:: Document segment ::

BEGIN

I've got 2 massive things to announce today that have been a long time in the works and by pure coincidence, have aligned such that I can share them together here today. One you would have been waiting for and one totally out of left field. Both these announcements are being made at a time where Pwned Passwords is seeing unprecedented growth:
That's significant because the sheer volume of requests greatly amplifies the effectiveness of the announcements below. So, keeping in mind this will all be leveraged nearly 1 billion times a month (and much more in the future), read on...
Pwned Passwords is Now Open Source via the .NET Foundation
Back in August I announced that I planned to open source the HIBP code base. I knew it wouldn't be easy, but I also knew it was the right thing to do for the longevity of the project. What I didn't know is how non-trivial it would be for all sorts of reasons you can imagine and a whole heap of others that aren't immediately obvious. One of the key reasons is that there's a heap of effort involved in picking something up that's run as a one-person pet project for years and moving it into the public domain. I had no idea how to manage an open source project, establish the licencing model, coordinate where the community invests effort, take contributions, redesign the release process and all sorts of other things I'm sure I haven't even thought of yet. This is where the .NET Foundation comes in.
After announcing the intention to go open source, my friend and executive director of the foundation Claire Novotny reached out and offered support, thus beginning a new conversation. I've known Claire for years previously as another Microsoft Regional Director and subsequently as a Microsoft employee and Project Manager on the .NET team. But the .NET Foundation isn't part of Microsoft, rather it's an independent 501(c) non-profit organisation:
The .NET Foundation is an independent, non-profit organisation established to support an innovative, commercially friendly, open-source ecosystem around the .NET platform.
There's a whole page dedicated to the advantages of leaning on the .NET Foundation but in short, they have the answers to all the questions I have no idea about and the dependency HIBP has on the Microsoft stack makes it a natural fit. That it's staffed by a bunch of people I've known and respected for many years and in turn, people that are already familiar with HIBP, makes it a natural fit.
Speaking of natural fits, Pwned Passwords is perfect for this model and that's why we're starting here. There are a number of reasons for this:
- It's a very simple code base consisting of Azure Storage, a single Azure Function and a Cloudflare worker.
- It has its own domain, Cloudflare account and Azure services so can easily be picked up and open sourced independently to the rest of HIBP.
- It's entirely non-commercial without any API costs or Enterprise services like other parts of HIBP (I want community efforts to remain in the community).
- The data that drives Pwned Passwords is already freely available in the public domain via the downloadable hash sets.
So, I can proverbially "lift and shift" Pwned Passwords into open source land in a pretty straightforward fashion which makes it the obvious place to start. It's also great timing because as I said earlier, it's now an important part of many online services and this move ensures that anybody can run their own Pwned Passwords instance if they so choose. My hope is that this encourages greater adoption of the service both due to the transparency that opening the code base brings with it and the confidence that people can always "roll their own" if they choose. Maybe they don't want the hosted API dependency, maybe they just want a fallback position should I ever meet an early demise in an unfortunate jet ski accident. This gives people choices.

END

Resume the post above about moving Pwned Passwords to open source, picking up right after its last sentence.

:: Listed entries ::
BEGIN

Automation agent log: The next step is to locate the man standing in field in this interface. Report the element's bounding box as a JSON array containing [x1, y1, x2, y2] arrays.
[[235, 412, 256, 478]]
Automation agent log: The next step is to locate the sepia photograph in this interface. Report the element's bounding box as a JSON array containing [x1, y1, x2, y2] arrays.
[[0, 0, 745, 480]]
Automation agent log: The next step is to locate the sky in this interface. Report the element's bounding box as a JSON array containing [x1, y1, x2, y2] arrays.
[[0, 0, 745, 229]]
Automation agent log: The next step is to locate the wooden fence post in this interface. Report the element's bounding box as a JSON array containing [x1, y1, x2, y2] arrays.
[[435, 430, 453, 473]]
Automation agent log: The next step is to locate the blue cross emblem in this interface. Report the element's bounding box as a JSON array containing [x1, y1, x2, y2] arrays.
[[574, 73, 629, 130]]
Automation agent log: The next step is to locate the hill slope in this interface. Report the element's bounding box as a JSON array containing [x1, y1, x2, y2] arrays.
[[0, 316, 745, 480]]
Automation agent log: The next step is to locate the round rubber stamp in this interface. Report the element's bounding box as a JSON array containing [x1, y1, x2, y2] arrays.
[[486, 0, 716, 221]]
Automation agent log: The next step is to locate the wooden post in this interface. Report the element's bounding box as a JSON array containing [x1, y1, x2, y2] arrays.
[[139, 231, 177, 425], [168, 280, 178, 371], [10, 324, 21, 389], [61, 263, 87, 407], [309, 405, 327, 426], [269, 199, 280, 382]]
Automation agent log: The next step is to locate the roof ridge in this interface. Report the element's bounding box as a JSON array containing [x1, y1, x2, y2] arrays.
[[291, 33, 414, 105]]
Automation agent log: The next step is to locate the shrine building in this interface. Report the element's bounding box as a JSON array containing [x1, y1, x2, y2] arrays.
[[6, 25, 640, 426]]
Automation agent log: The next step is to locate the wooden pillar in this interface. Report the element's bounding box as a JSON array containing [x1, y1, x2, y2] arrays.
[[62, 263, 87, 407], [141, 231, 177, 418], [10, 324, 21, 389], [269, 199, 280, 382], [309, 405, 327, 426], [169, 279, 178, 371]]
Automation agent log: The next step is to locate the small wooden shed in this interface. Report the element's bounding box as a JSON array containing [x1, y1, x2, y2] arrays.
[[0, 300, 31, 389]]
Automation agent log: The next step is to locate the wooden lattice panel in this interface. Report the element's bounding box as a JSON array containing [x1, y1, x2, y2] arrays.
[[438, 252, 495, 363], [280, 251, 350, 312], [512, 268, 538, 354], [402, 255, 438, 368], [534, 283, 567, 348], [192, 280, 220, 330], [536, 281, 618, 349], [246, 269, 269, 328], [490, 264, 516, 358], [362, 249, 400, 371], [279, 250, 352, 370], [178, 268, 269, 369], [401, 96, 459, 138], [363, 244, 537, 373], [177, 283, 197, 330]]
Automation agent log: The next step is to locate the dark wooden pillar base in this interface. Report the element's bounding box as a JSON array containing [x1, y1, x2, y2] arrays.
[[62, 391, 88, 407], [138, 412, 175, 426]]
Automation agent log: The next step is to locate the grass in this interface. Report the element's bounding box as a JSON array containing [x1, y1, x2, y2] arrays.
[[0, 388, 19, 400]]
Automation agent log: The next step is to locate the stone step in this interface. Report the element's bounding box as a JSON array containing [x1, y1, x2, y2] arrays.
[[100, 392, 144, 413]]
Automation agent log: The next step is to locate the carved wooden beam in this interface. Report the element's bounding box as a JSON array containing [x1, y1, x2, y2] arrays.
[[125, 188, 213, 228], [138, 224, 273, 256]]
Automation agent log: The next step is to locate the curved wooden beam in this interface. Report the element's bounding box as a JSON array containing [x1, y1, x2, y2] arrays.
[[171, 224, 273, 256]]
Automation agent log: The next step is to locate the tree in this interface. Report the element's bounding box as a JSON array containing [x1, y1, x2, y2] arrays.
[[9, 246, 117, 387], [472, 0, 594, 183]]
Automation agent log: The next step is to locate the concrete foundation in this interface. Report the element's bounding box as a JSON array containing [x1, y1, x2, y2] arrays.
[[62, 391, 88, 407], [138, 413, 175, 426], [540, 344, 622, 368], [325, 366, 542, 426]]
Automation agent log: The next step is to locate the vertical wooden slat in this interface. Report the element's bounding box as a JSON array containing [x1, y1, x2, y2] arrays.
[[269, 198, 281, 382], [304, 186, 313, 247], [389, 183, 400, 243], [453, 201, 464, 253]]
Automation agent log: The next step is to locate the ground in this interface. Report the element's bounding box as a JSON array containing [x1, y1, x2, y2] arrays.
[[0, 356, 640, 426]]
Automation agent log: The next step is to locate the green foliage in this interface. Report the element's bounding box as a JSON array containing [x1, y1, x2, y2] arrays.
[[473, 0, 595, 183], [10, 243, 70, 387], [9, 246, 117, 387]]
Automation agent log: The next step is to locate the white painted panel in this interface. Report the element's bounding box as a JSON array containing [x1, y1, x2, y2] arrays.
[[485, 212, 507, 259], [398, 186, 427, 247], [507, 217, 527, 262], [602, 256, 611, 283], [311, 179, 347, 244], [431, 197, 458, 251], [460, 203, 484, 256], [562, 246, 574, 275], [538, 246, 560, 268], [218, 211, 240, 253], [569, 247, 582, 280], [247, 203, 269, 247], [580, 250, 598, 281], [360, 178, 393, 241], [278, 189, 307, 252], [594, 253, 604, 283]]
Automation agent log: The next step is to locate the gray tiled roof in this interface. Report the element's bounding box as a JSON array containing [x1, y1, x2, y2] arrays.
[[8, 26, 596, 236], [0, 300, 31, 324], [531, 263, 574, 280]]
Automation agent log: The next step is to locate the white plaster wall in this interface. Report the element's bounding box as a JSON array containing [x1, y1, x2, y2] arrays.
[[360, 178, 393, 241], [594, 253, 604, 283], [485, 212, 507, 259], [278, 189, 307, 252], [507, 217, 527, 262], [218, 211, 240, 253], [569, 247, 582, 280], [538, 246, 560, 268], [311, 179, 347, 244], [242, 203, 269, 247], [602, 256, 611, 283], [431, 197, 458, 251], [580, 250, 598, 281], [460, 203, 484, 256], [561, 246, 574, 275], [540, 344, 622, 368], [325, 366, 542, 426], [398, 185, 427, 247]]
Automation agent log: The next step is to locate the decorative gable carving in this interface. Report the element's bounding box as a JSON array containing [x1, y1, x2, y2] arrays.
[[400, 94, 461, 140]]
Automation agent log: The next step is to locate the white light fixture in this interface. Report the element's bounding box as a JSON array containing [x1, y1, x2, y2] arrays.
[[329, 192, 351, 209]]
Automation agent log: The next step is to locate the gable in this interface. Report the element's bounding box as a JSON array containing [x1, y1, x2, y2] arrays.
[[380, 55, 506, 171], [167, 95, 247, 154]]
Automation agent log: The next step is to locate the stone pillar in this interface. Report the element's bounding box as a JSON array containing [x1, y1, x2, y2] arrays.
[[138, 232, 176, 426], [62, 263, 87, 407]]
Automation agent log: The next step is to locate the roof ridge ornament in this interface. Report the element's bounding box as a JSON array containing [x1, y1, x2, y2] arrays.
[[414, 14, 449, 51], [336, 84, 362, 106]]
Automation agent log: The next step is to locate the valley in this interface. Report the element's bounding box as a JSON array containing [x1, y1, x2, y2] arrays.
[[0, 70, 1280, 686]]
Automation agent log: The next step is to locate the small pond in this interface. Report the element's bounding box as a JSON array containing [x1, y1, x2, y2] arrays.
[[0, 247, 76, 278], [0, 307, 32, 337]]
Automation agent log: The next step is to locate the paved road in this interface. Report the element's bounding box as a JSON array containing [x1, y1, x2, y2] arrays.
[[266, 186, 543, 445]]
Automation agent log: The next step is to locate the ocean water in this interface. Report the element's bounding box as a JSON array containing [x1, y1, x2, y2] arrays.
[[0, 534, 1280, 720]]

END
BEGIN

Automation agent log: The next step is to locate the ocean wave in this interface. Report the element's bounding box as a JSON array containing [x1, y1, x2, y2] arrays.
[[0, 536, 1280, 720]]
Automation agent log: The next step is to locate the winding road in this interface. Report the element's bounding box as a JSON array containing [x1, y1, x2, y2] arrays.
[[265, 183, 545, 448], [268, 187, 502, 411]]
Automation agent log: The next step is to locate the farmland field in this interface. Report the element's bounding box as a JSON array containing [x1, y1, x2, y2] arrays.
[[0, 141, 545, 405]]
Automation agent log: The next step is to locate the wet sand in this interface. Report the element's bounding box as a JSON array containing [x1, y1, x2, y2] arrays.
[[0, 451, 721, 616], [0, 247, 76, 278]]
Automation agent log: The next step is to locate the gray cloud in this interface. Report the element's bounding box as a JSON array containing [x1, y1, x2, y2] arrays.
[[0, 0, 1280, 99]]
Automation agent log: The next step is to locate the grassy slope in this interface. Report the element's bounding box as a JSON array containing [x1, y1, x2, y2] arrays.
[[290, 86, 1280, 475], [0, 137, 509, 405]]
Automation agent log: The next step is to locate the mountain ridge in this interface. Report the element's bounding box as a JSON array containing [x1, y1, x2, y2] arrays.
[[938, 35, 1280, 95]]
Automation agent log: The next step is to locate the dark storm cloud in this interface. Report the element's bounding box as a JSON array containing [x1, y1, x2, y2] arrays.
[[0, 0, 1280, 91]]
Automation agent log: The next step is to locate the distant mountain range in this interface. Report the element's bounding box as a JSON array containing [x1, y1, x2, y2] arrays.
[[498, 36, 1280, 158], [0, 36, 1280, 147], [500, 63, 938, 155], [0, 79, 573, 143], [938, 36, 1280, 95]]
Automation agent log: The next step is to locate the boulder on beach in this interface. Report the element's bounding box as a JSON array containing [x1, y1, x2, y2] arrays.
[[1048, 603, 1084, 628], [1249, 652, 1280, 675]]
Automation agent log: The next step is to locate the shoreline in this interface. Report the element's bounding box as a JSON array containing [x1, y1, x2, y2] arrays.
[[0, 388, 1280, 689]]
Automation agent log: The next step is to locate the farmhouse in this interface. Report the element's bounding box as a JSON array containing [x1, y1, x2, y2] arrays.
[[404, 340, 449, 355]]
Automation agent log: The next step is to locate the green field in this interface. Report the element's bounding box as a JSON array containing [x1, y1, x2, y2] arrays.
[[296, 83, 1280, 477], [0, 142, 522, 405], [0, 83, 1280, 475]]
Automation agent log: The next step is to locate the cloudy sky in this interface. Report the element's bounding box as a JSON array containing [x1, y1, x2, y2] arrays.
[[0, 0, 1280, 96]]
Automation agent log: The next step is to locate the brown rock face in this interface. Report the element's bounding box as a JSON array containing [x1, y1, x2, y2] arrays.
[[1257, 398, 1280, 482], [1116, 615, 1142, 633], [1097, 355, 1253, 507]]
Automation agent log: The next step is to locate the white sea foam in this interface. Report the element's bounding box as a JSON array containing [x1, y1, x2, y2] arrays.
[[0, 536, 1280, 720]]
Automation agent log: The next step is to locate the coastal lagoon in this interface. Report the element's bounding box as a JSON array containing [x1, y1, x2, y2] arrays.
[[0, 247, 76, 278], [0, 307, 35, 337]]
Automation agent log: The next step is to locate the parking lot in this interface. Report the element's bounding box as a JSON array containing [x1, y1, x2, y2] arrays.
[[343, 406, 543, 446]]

END

:: Final result ::
That's the open sourcing covered, but what Pwned Passwords really needs to be successful is fresh passwords as they become compromised, and this is where the FBI comes in.
The FBI's Feed of Pwned Passwords
As you can imagine, the FBI is involved in all manner of digital investigations. For example, they recently made headlines for their role in taking down the Emotet botnet in conjunction with their law enforcement counterparts in other parts of the world. They play integral roles in combatting everything from ransomware to child abuse to terrorism and in the course of their investigations, they regularly come across compromised passwords. Often, these passwords are being used by criminal enterprises to exploit the online assets of the people who created them. Wouldn't it be great if we could do something meaningful to combat that?
And so, the FBI reached out and we began a discussion about what it might look like to provide them with an avenue to feed compromised passwords into HIBP and surface them via the Pwned Passwords feature. Their goal here is perfectly aligned with mine and, I dare say, with the goals of most people reading this: to protect people from account takeovers by proactively warning them when their password has been compromised. Feeding these passwords into HIBP gives the FBI the opportunity to do this almost 1 billion times every month. It's good leverage 🙂
I asked the folks there if they'd like to add anything to this blog post and they provided the following statement:
We are excited to be partnering with HIBP on this important project to protect victims of online credential theft. It is another example of how important public/private partnerships are in the fight against cybercrime.
- Bryan A. Vorndran, Assistant Director, Cyber Division, FBI
The passwords will be provided in SHA-1 and NTLM hash pairs which aligns perfectly to the current storage constructs in Pwned Passwords (I don't need them in plain text). They'll be fed into the system as they're made available by the bureau and obviously that's both a cadence and a volume which will fluctuate depending on the nature of the investigations they're involved in. The important thing is to ensure there's an ingestion route by which the data can flow into HIBP and be made available to consumers as fast as possible in order to maximise the value it presents. To do that, we're going to need to write some code. That's right, we're going to need to write some code and thus begins the first piece of open source work for HIBP.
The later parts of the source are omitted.